Invisible XML Specification Errata

Version: 2023-05-09

Status

This document lists errata on the Invisible XML 1.0 Specification.

Proposed errata

E003: Ignore UTF-8 BOM

The second paragraph of the section titled “The Grammar” is changed to indicate that a UTF-8 BOM must be ignored.

A grammar is an optional prolog, followed by a sequence of one or more rules, surrounded and separated by spacing and comments. Spacing and comments are entirely optional, except that rules must be separated by at least one of either (error S01). If an input grammar encoded in UTF-8 begins with a byte order mark (BOM), the BOM must be ignored.

A new paragraph is added between the second and third paragraphs of the section titled “Parsing”.

If an input encoded in UTF-8 begins with a BOM, the BOM should be ignored.

Accepted errata

E002: A string cannot contain C0 or C1 control characters

Accepted as an erratum against 1.0 at the meeting of 10 January 2023.

The definition of a quoted string is changed to exclude the C0 and C1 control characters.

A string cannot contain any of the C0 or C1 control characters, includingextend over a line-break (error S11). The enclosing quote is represented in a string by doubling it; these two strings are identical: 'Isn''t it?' and "Isn't it?", as are these: "He said ""Don't!""" and 'He said "Don''t!"'.

The error S11 is amended to include the C0 and C1 control characters.

S11
It is an error if a string contains a C0 or C1 control character, including a line break.

Resolved errata

E001: The Unicode character class “LC”

Accepted as an erratum against 1.0 at the meeting of 11 October 2022. Resolved in the current specification on 15 October 2022.

The definition of the nonterminal letter is changed to ["A"-"Z" | "a"-"z"] to address the fact that recent versions of Unicode include the class “LC”.

A class is one or two letters, representing any character from the Unicode character category [Categories] of that name, which must exist (error S10). E.g. [Ll] matches any lower-case letter, [Ll; Lu] matches any upper- or lower-case character.

   -class: code.
    @code: capital, letter?.
 -capital: ["A"-"Z"].
  -letter: ["A"-"Z" | "a"-"z"].

» Information supplied:
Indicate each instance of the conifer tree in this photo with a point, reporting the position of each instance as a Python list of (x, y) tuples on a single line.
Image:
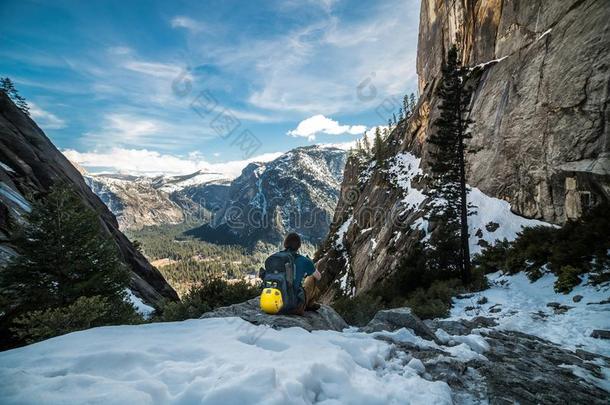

» Task brief: Write out the errata list again, beginning at the words "Proposed errata" and stopping after "UTF-8 BOM must be ignored.", and swap "ignored" for "skipped".

» Answer to the problem:
Proposed errata

E003: Ignore UTF-8 BOM

The second paragraph of the section titled “The Grammar” is changed to indicate that a UTF-8 BOM must be skipped.